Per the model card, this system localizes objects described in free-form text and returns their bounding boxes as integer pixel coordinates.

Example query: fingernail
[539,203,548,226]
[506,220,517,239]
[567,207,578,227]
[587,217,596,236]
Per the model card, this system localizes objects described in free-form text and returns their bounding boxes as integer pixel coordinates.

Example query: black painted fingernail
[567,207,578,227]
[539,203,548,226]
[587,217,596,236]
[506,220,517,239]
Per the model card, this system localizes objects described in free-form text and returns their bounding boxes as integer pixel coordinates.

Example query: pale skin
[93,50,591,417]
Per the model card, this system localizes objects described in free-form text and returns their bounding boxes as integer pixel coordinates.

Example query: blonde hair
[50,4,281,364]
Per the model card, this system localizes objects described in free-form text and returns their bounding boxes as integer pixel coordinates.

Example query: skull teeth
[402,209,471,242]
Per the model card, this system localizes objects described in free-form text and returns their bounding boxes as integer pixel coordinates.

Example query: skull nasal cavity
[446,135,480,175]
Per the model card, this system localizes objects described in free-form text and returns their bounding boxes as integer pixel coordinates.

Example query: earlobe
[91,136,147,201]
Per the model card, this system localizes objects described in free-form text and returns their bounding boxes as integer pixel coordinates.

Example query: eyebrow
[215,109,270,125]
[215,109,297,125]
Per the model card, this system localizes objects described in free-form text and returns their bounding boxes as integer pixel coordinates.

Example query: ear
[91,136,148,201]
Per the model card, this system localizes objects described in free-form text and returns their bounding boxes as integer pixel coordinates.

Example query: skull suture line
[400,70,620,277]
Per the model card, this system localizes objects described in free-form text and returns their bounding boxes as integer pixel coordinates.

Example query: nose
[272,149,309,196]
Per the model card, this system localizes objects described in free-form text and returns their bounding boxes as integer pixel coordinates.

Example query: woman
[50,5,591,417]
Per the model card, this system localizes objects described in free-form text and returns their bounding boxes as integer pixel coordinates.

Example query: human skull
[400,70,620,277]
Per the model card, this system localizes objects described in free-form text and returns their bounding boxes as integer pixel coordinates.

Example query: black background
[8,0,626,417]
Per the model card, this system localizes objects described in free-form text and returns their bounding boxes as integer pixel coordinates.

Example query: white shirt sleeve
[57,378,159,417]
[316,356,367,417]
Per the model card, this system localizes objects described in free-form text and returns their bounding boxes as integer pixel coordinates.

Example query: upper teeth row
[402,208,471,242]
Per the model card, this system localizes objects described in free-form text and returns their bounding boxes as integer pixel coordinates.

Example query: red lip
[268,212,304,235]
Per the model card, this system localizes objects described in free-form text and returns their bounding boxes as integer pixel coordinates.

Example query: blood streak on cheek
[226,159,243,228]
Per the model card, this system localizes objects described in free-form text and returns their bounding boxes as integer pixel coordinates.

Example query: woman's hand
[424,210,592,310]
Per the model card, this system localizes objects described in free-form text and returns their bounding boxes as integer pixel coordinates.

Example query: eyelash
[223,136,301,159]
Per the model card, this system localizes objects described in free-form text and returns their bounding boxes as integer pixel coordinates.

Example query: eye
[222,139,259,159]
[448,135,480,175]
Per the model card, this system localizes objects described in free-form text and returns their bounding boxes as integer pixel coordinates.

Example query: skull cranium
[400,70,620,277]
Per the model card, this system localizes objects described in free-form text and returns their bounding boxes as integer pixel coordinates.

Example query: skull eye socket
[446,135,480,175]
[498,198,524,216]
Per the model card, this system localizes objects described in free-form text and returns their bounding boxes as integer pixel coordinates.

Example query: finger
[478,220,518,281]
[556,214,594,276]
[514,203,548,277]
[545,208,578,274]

--

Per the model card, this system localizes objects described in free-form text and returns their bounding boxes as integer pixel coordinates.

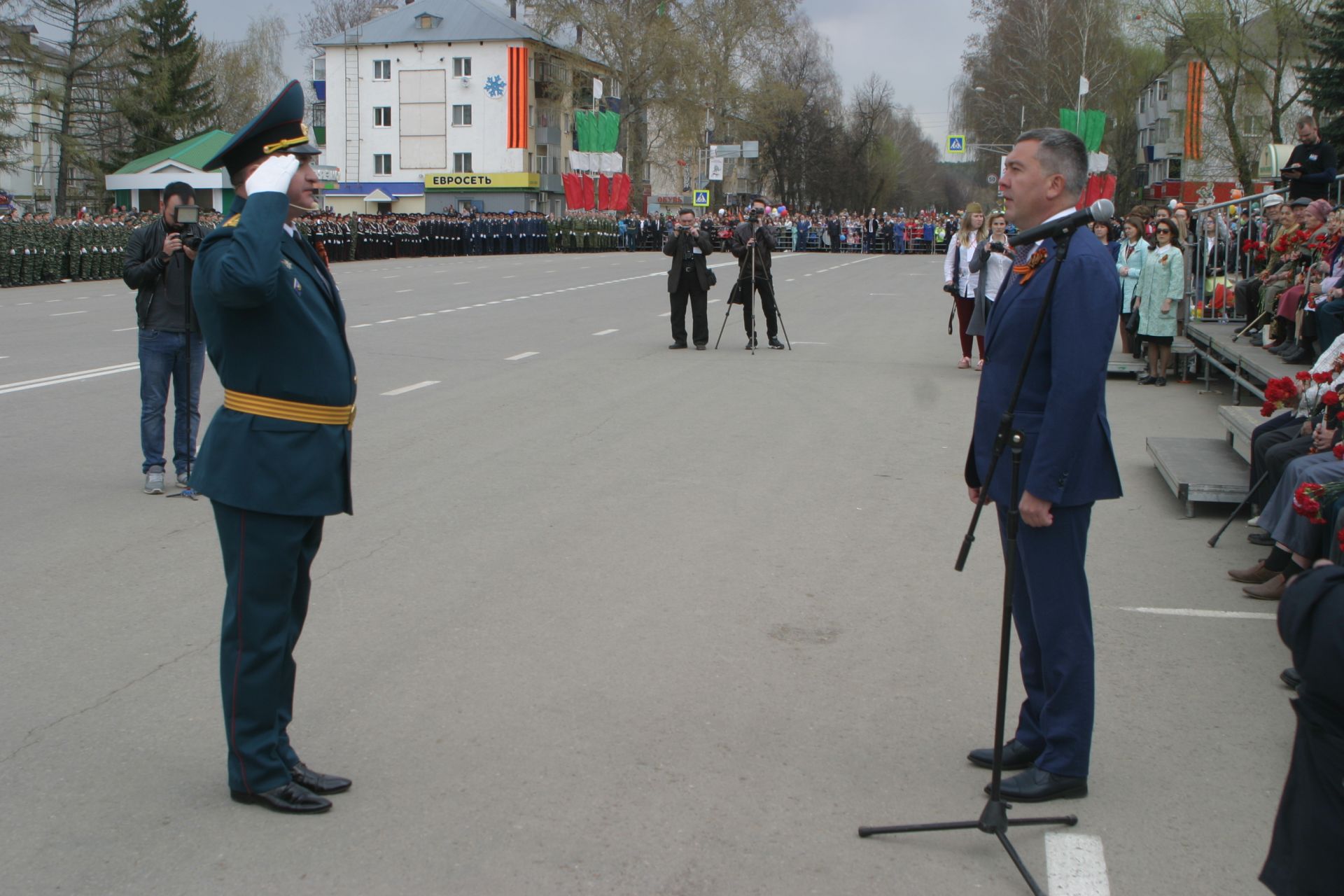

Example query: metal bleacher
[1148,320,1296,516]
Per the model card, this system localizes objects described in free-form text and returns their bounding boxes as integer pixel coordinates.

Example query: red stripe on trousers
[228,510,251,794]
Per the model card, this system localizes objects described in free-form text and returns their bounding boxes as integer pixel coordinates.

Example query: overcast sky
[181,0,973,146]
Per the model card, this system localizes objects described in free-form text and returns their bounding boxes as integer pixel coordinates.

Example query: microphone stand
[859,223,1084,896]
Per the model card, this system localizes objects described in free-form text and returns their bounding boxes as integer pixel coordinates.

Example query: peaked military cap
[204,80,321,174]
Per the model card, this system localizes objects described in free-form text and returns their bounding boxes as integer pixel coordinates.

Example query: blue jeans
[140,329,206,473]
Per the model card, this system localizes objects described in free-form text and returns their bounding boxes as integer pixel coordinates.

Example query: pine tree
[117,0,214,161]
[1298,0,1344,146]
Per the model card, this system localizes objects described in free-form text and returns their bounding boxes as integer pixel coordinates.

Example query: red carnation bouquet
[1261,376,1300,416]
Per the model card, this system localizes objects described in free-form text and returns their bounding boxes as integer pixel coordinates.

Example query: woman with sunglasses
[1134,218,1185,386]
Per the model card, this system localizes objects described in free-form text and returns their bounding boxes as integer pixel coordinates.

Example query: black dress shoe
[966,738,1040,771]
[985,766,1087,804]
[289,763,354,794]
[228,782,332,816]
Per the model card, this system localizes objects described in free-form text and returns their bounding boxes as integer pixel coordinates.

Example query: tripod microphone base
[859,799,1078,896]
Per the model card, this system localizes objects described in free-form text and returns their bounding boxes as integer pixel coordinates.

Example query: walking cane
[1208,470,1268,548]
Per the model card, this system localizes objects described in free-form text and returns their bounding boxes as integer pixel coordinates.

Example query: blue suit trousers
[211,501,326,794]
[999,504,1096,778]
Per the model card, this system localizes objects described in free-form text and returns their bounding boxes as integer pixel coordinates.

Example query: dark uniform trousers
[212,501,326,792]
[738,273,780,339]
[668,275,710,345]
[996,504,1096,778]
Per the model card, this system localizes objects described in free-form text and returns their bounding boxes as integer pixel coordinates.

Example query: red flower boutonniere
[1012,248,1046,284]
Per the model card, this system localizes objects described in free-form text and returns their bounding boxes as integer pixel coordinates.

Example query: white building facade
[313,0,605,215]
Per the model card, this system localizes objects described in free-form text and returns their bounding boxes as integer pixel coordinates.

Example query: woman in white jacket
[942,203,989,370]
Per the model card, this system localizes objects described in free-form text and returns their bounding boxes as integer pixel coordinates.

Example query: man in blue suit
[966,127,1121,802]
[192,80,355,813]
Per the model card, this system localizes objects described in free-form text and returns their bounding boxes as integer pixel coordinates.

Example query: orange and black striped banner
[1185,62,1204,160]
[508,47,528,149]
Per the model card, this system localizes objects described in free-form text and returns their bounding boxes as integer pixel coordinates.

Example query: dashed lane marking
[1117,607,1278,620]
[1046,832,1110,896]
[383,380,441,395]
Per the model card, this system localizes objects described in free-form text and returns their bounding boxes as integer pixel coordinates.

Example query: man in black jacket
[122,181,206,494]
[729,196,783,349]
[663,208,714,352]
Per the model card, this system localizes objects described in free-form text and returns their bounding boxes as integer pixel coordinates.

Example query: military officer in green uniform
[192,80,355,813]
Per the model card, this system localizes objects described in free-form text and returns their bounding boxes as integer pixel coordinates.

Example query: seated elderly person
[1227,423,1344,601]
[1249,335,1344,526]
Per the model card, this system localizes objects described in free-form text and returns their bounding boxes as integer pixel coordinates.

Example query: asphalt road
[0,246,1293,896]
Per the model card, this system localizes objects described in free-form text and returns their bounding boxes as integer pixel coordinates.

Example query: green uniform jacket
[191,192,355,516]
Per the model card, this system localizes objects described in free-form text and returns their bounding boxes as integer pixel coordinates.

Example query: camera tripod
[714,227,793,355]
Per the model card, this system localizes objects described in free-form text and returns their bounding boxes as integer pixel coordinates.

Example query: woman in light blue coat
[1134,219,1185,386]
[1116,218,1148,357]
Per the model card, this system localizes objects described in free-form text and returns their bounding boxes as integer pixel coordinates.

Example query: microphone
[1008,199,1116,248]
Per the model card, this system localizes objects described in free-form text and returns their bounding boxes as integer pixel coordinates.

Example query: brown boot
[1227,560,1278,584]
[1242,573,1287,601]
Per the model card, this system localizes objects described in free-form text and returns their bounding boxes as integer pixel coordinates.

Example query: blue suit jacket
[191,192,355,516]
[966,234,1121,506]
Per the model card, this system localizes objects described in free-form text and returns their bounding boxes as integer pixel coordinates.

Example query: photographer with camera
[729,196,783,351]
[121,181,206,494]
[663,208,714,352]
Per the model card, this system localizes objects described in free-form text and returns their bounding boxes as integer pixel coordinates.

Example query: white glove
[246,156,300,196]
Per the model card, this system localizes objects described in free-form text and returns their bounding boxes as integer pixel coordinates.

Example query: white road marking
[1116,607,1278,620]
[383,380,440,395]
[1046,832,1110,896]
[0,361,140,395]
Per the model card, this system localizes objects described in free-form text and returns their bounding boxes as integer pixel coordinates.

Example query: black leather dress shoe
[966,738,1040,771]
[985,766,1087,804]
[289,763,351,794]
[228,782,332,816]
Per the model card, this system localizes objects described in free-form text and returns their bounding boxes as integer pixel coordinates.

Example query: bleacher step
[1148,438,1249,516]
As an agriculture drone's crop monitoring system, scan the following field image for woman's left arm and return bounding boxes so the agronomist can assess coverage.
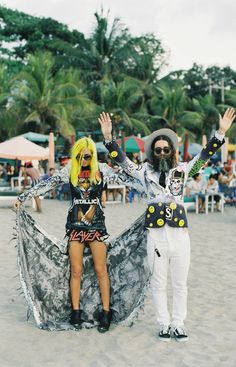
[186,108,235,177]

--

» Deine Aufgabe: Zeige jede Zeile oben, in der das Wort "suit" vorkommt.

» Ergebnis der Aufgabe:
Example query: blue suit trousers
Example query: man in blue suit
Example query: blue suit jacket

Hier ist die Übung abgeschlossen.